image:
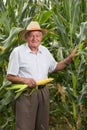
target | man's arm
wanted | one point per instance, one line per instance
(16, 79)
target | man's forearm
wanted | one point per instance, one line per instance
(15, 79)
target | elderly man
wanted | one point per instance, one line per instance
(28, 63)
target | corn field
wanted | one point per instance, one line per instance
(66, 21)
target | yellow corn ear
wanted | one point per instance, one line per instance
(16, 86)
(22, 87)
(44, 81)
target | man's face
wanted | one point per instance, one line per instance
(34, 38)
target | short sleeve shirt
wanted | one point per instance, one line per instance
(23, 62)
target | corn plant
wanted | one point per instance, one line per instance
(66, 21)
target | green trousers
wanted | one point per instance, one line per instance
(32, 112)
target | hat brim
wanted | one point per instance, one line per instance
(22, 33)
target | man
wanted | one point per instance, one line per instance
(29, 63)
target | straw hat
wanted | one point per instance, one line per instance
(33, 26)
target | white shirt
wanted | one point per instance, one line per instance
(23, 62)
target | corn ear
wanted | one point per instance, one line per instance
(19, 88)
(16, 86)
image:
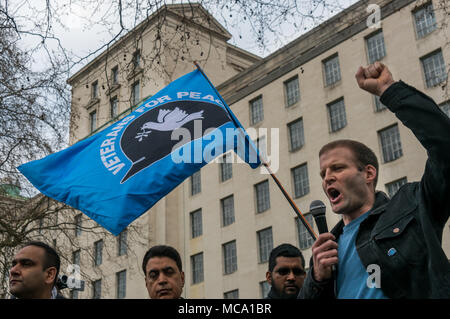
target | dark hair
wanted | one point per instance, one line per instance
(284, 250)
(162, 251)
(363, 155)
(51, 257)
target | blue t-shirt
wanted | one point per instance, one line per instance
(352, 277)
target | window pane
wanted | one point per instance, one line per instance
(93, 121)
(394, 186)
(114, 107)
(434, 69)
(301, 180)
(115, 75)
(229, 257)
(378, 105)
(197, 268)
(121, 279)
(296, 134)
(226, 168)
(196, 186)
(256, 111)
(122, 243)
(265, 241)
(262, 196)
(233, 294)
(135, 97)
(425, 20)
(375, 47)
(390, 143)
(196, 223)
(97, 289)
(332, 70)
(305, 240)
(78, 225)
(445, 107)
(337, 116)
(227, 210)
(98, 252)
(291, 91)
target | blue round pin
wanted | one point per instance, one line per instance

---

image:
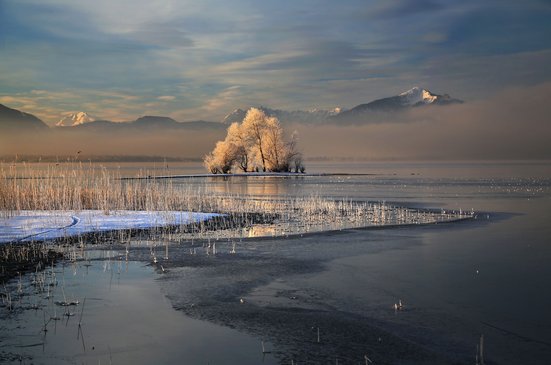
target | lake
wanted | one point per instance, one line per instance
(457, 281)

==

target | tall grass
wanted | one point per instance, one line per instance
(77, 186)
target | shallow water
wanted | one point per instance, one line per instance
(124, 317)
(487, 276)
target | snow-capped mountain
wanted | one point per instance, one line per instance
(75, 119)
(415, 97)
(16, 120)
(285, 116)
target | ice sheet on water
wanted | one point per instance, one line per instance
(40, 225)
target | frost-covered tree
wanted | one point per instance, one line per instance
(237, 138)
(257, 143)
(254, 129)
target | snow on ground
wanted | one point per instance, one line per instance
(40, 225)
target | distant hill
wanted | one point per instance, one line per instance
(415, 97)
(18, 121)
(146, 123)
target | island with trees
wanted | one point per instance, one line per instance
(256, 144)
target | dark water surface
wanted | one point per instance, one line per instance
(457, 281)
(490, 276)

◆ **EXERCISE DESCRIPTION**
Go through the records above. Copy each line in which the string "water" appears.

◆ **YOUR RESPONSE**
target | shallow water
target | ice sheet on water
target | dark water surface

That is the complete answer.